On a raconté que M. Dumas fils avait cherché longtemps le dénoûment de l’Étrangère : il a trouvé à la fin celui de Madame de Chamblay, — que son père lui-même, une préface nous l’apprend, avait longtemps cherché. Comme en pareille matière il faut prouver son dire, je demande la permission de citer. Vous vous rappelez qu’au dernier acte de l’Étrangère, l’ingénieur Gérard, avant de se battre avec le duc de Septmonts, fait ses adieux à la duchesse : « La séparation entre nous, lui dit-il, est éternelle, même si je survis… Les hommes ont tout prévu dans leur morale cruelle ; .. ils ont interdit au meurtrier d’un homme d’épouser sa veuve. » Puis survient l’Américain Clarkson, qui, appelé par le duc pour lui servir de témoin, se retourne contre lui : « Je vous dis en face que gaspiller l’héritage qu’on a reçu, perdre au jeu l’argent qu’on n’a pas.., se marier pour payer ses dettes et continuer ses farces, se venger d’une femme innocente, dérober des lettres, abuser de sa force aux armes pour tuer un galant homme, je vous dis en face que tout cela est le fait d’un drôle ; que, par conséquent, vous êtes un drôle, etc. » Le duc, là-dessus, interrompt Clarkson : « Vous vous battrez, n’est-ce pas ? — Oh ! ça ; tant qu’on veut ! — Eh bien ! Quand j’en aurai fini avec l’autre, nous aurons affaire ensemble. — Après-demain alors ? — Après-demain. — Mais il faut que je parte demain soir au plus tard. — Vous attendrez, et en attendant, sortez ! — Comme j’ai l’air d’un monsieur à qui on dit comme ça : Sortez ! et qui sort ! Allez chercher dans votre chambre une bonne paire d’épées et suivez-moi dans les grands terrains déserts qui sont derrière votre hôtel… Quant à nos témoins,.. ce seront les gens qui passeront… » Les deux adversaires sortent, la duchesse rentre, mistress Clarkson arrive ; un moment après, Clarkson reparaît : Mrs Clarkson, en le voyant, dit à la duchesse : « Vous êtes veuve ! »

Extrait de données →

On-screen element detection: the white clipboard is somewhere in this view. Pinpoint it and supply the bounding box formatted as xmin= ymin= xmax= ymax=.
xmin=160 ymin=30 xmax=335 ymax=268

Consigne →
Dans le passage choisi, quelle interdiction Gérard attribue-t-il à la morale des hommes lors de ses adieux à la duchesse ?

La solution →
Les hommes ont interdit au meurtrier d'un homme d'épouser sa veuve.